* _TASK OBJECTIVE_: Reproduce every entry exactly as written.

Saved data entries
§ §

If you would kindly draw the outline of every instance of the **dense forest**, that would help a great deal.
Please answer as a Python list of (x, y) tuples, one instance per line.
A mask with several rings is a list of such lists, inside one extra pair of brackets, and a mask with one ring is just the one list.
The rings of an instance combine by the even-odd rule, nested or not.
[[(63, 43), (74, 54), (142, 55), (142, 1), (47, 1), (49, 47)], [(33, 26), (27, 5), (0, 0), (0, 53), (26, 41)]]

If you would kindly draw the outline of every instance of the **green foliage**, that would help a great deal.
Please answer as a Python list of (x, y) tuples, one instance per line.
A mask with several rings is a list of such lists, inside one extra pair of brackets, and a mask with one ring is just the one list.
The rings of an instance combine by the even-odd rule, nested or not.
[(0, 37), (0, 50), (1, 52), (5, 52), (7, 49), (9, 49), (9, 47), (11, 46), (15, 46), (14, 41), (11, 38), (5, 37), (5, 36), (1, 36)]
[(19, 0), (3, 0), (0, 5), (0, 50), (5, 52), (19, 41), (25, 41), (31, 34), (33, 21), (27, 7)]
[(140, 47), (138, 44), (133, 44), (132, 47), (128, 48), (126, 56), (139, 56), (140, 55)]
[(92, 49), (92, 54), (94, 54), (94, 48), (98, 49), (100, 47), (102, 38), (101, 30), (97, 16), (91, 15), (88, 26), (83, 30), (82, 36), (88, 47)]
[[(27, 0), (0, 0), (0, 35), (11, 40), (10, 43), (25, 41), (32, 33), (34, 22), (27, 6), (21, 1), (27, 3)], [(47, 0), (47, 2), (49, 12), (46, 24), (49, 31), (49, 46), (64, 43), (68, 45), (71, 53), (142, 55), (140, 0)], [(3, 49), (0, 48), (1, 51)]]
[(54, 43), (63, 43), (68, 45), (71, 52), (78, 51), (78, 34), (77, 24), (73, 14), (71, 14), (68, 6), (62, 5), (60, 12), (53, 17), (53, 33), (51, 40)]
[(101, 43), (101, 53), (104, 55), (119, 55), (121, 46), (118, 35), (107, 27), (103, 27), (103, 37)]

§ §

* _EXERCISE SOLUTION_:
If you would kindly draw the outline of every instance of the **dense forest**, that would help a great deal.
Please answer as a Python list of (x, y) tuples, one instance per line.
A mask with several rings is a list of such lists, inside one extra pair of brackets, and a mask with one ring is just the one list.
The rings of an instance combine by the even-odd rule, nested or not.
[[(63, 43), (74, 54), (142, 55), (142, 1), (47, 1), (49, 47)], [(33, 26), (27, 5), (0, 0), (0, 53), (26, 41)]]

If you would kindly draw the outline of every instance of the **green foliage**, that would help a great deal.
Please answer as a Python list of (x, y) tuples, one instance per line.
A mask with several rings is a list of such lists, inside one extra pair of brackets, and a mask with one ring is just the one list.
The rings of an instance combine by the even-odd rule, nested or not.
[(0, 37), (0, 50), (1, 52), (5, 52), (7, 49), (9, 49), (9, 47), (11, 46), (15, 46), (14, 41), (11, 38), (5, 37), (5, 36), (1, 36)]
[(19, 0), (3, 0), (0, 5), (0, 50), (5, 52), (19, 41), (25, 41), (31, 34), (33, 21), (27, 7)]
[(140, 47), (138, 44), (133, 44), (132, 47), (128, 48), (126, 56), (139, 56), (140, 55)]
[(92, 49), (92, 54), (94, 54), (94, 48), (98, 49), (100, 47), (102, 38), (101, 30), (97, 16), (91, 15), (88, 26), (83, 30), (82, 36), (88, 47)]
[[(27, 0), (0, 0), (0, 35), (11, 40), (10, 43), (25, 41), (32, 33), (34, 22), (27, 6), (21, 1), (27, 3)], [(47, 0), (47, 2), (49, 12), (46, 24), (49, 31), (49, 46), (64, 43), (68, 45), (71, 53), (142, 55), (140, 0)], [(3, 49), (0, 48), (1, 51)]]
[(54, 43), (63, 43), (68, 45), (71, 52), (78, 51), (78, 34), (77, 24), (73, 14), (71, 14), (68, 6), (62, 5), (60, 12), (53, 17), (53, 33), (51, 40)]
[(101, 43), (101, 53), (104, 55), (119, 55), (121, 46), (118, 35), (107, 27), (103, 27), (103, 37)]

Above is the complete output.